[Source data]
>> START
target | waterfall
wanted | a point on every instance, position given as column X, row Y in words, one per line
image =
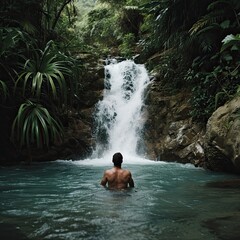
column 119, row 115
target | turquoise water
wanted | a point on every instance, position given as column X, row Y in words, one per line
column 63, row 200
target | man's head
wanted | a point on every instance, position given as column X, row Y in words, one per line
column 117, row 159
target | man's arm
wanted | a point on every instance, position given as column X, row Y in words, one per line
column 104, row 180
column 131, row 182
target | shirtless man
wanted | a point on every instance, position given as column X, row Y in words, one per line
column 117, row 178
>> END
Convert the entries above into a two-column CSV with the columns input and output, one row per entry. Put the entry's text in input and its answer in output, each in a single quoted field with line breaks replaced by spaces, and leave out the pictures.

input,output
"target | waterfall wanted | a point on every instance, position given as column X, row Y in words, one per line image =","column 119, row 115"
"target | turquoise water wanted | a point on every instance, position given as column X, row Y in words, one per line","column 63, row 200"
"target | man's head wanted | a point on every instance, position given as column X, row Y in words, one per line","column 117, row 159"
"target | man's arm wanted | a point on every instance, position given as column X, row Y in words, one per line","column 104, row 180 column 131, row 182"
"target | shirtless man wanted | a point on every instance, position given as column X, row Y in words, one per line","column 117, row 178"